Throughout the records below, find each line holding "water" and copy it.
┄┄┄┄┄┄
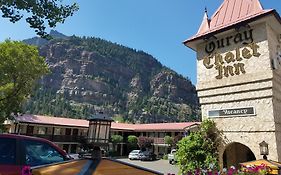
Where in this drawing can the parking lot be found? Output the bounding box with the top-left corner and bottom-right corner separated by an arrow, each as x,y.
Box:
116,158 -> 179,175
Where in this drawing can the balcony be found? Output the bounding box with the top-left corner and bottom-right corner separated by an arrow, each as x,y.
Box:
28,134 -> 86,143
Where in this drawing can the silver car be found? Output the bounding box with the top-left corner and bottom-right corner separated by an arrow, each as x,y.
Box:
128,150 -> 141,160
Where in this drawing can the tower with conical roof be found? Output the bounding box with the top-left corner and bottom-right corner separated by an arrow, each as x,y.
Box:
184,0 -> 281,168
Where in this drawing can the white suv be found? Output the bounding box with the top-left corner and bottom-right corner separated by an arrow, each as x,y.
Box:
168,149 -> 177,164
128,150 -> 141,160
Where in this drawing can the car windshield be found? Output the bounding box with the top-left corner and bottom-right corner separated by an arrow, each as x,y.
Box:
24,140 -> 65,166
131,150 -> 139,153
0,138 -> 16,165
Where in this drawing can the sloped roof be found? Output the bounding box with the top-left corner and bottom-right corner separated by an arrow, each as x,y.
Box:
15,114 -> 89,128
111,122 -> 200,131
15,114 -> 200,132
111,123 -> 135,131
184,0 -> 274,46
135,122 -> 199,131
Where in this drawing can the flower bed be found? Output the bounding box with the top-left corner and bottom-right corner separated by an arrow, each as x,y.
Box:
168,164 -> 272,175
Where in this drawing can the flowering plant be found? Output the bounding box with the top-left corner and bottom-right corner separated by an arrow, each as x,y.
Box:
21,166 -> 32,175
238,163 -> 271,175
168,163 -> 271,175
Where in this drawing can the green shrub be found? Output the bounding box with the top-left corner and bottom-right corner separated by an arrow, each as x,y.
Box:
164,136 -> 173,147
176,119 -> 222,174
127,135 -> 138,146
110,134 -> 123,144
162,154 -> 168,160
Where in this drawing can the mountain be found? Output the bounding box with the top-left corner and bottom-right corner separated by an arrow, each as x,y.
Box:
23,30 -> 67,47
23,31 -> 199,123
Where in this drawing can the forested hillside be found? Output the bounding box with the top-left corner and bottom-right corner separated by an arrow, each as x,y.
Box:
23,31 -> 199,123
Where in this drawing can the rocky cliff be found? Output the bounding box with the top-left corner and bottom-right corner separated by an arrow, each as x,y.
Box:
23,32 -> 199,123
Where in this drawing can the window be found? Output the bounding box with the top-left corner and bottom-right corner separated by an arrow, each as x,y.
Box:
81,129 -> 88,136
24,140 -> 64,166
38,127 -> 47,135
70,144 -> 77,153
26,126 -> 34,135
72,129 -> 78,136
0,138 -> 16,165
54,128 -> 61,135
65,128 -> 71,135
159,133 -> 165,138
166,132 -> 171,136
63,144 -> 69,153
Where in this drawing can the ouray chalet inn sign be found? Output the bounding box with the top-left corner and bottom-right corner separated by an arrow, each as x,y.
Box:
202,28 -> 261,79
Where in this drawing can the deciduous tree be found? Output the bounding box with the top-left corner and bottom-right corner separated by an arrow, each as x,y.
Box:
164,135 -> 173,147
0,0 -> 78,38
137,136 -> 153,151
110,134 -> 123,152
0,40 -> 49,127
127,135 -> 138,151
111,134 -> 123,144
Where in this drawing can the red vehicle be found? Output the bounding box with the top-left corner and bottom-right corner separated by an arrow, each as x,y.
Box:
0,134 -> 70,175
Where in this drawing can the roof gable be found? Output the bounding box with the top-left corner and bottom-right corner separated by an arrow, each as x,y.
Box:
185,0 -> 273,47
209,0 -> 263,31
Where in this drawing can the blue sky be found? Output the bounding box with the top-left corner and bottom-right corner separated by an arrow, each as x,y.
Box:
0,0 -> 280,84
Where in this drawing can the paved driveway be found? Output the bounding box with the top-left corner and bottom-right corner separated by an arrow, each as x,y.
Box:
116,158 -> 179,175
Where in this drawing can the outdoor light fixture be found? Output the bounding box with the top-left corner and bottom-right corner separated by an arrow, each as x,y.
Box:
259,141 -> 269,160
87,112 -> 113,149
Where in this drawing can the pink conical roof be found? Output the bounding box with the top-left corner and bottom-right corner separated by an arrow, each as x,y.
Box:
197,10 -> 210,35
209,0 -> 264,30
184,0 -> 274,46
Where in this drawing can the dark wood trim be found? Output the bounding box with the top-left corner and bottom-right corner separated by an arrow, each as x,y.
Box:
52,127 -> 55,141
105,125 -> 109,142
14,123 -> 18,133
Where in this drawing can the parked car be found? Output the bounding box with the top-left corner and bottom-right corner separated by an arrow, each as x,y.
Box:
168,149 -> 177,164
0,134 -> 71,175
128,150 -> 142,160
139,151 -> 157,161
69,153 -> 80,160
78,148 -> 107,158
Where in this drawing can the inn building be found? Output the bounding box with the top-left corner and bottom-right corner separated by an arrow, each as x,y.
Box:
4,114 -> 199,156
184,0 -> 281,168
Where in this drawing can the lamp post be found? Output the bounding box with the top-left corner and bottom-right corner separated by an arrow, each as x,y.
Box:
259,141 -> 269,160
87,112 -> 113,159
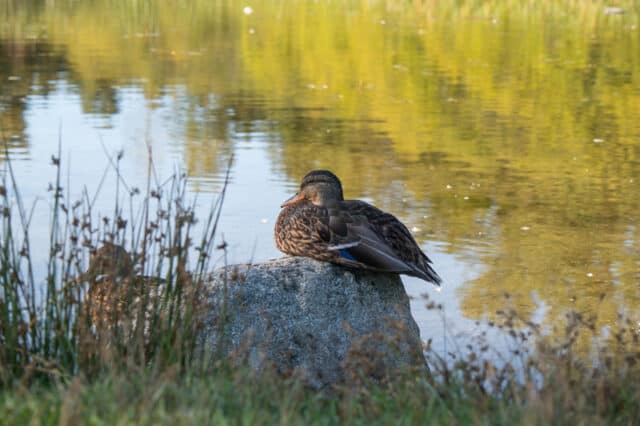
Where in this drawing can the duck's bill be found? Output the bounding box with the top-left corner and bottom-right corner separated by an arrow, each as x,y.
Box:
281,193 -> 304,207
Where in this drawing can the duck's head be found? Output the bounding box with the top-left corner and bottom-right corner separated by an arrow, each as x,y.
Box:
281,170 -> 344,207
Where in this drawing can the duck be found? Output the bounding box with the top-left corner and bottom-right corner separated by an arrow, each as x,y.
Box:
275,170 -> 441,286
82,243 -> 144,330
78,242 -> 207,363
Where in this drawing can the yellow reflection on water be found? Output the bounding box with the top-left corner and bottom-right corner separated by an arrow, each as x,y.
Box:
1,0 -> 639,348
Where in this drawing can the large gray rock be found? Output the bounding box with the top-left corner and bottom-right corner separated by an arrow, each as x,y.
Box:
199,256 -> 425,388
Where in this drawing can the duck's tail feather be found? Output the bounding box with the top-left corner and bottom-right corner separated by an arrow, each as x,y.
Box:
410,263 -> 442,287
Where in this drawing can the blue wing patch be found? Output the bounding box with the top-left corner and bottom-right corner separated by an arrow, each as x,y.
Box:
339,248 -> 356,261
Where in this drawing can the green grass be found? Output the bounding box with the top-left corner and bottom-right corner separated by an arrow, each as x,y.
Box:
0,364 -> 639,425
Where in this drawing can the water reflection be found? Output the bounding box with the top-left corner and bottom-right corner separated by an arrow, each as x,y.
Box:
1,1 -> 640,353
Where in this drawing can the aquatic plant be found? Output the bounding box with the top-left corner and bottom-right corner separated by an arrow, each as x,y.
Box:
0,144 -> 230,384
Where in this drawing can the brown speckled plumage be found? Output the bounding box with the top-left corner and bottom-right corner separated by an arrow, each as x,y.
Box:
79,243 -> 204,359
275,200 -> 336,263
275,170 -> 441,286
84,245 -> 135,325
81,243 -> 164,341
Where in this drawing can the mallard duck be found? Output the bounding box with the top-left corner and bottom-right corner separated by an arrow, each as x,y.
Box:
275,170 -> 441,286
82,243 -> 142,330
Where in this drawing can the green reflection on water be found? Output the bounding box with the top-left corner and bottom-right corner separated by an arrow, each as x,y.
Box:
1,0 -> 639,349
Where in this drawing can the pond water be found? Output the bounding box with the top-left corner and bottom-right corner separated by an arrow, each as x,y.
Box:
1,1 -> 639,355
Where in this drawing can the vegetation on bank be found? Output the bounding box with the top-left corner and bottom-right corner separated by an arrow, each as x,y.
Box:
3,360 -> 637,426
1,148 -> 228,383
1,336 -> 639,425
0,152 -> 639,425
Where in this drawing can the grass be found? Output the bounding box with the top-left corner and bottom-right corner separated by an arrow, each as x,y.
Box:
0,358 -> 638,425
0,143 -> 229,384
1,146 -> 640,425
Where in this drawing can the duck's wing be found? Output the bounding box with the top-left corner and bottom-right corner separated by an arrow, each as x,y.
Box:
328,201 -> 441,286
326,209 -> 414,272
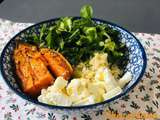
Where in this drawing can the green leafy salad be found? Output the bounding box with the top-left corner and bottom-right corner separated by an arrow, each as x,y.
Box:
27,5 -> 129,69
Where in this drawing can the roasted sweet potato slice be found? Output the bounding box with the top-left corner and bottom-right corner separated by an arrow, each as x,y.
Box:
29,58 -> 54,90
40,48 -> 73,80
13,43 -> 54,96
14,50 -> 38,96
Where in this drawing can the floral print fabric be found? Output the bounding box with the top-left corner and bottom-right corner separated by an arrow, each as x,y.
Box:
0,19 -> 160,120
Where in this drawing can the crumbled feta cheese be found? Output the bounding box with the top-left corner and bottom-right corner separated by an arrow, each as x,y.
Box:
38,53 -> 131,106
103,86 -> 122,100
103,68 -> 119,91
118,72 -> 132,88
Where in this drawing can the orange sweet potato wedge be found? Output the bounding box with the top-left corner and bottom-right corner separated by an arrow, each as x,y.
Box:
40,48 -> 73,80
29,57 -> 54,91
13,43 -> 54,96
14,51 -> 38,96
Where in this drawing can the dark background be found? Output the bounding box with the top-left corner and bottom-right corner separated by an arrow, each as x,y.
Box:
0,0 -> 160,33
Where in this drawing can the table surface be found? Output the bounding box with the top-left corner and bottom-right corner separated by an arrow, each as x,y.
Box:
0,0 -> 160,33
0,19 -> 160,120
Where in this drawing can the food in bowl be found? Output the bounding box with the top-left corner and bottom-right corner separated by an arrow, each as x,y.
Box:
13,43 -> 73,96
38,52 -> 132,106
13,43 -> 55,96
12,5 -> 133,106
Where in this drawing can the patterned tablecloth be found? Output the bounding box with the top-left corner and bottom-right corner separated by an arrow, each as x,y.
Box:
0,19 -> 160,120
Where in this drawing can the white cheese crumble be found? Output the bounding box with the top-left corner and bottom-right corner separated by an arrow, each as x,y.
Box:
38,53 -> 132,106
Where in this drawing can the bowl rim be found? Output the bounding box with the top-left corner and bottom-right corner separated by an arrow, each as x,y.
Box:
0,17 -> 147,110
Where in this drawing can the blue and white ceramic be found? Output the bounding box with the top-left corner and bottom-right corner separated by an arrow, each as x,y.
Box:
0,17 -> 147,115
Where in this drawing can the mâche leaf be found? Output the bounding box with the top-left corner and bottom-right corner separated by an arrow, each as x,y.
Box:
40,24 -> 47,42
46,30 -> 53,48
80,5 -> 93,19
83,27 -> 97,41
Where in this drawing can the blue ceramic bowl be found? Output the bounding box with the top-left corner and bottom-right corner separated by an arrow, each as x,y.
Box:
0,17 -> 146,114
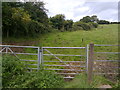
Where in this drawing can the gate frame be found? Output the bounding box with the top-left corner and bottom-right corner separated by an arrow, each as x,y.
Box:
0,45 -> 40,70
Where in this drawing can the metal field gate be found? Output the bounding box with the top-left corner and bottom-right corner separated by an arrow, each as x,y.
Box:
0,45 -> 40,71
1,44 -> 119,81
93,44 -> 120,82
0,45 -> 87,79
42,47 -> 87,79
┄┄┄┄┄┄
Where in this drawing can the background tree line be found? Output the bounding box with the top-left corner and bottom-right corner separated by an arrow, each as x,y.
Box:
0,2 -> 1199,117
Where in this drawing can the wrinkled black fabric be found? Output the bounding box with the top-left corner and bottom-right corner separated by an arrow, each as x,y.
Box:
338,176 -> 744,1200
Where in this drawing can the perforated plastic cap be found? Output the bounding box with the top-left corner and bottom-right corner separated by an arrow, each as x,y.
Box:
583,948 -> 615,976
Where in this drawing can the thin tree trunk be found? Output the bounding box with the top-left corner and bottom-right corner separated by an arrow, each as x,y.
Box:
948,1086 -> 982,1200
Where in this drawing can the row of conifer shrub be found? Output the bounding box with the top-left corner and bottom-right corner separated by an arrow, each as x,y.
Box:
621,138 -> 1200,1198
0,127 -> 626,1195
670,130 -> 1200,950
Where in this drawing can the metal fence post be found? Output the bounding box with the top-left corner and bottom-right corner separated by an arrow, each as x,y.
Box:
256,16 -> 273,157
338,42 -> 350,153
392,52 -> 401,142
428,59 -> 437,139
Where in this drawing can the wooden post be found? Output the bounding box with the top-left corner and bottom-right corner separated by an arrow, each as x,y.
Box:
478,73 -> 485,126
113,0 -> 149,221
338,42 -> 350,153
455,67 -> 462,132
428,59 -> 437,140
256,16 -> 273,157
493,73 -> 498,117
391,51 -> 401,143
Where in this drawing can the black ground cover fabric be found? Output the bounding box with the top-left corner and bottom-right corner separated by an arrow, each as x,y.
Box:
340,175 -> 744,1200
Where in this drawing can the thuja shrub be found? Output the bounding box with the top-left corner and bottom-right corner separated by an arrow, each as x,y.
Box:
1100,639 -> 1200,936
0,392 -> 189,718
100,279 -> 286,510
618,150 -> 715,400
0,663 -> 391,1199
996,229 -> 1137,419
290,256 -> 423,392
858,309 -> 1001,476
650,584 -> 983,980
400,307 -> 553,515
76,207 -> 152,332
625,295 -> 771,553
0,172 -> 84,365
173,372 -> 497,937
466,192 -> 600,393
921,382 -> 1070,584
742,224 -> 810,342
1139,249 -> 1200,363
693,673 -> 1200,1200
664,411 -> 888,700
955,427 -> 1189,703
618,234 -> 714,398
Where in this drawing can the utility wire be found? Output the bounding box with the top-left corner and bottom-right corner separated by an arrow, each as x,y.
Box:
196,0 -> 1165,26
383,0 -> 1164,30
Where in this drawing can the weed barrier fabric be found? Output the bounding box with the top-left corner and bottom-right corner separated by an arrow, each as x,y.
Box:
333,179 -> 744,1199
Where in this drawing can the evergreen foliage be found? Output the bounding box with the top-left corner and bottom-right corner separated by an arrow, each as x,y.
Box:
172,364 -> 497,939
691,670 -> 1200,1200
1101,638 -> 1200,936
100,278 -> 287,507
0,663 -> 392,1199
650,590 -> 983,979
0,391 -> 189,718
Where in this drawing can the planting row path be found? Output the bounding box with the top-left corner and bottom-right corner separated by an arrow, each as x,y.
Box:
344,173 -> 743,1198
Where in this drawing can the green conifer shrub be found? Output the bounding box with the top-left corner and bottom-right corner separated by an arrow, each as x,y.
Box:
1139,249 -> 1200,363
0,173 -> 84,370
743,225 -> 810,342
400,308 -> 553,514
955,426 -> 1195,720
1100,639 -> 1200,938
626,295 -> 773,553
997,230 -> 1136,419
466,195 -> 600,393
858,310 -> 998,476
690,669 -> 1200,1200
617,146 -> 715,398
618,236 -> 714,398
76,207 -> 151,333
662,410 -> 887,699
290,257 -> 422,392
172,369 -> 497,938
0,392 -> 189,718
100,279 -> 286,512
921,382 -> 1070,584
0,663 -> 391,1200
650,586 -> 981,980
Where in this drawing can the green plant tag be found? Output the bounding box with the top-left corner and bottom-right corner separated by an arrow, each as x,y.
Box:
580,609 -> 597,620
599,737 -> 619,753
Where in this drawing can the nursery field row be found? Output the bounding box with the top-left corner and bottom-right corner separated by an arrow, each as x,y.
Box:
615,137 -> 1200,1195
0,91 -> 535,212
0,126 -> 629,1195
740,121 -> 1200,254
┄┄┄┄┄┄
**RESULT FOR THIS EXERCISE:**
Where in this drawing can the yellow reflection on water be found? Output the bounding box with the top-left corner and bottom-right corner separated by an arrow, each as x,y.
Where in this drawing can the water reflection be found? Output the bounding box with the top-left corner and bottom-right corner separated by an arrow, each as x,y.
Where in this drawing can the green reflection on water be found? Output the bounding box with the top-left corner and bottom-right corner separated by an arrow, each as x,y.
Where in this drawing can the pond water be found? Output the bounding box with the top-left corner and bottom-right corner separated by an arrow, each as x,y.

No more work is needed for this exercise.